Listing:
■ ■ ■

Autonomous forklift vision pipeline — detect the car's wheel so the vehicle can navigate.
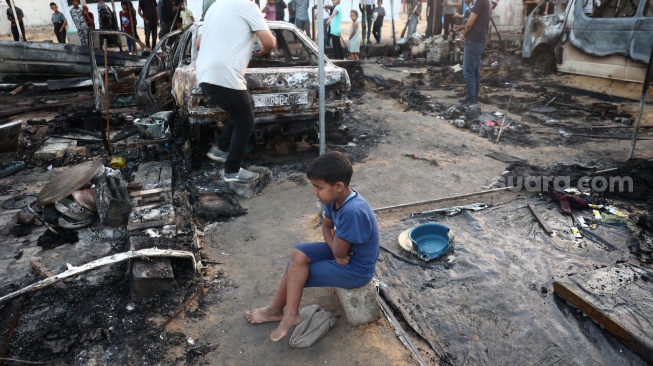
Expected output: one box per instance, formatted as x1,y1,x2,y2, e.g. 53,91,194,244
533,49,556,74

■ ■ ■

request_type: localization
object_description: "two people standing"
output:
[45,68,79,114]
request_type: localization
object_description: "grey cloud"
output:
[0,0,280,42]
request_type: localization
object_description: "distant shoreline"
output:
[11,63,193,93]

■ ■ ■

Format the lines from the one containing "Autonomous forklift vision" up to and including the one containing "533,49,556,74" as a Markdown table with the columns Row and Line. Number each row, and omit blank lines and pictures.

| Row | Line |
|---|---|
| 1 | Autonomous forklift vision pipeline — detect the car's wheel so the vehicle can navigate. |
| 2 | Expected output: one box per instance, formatted as x1,y1,x2,y2, e.g. 53,91,194,244 |
| 3 | 533,49,556,74 |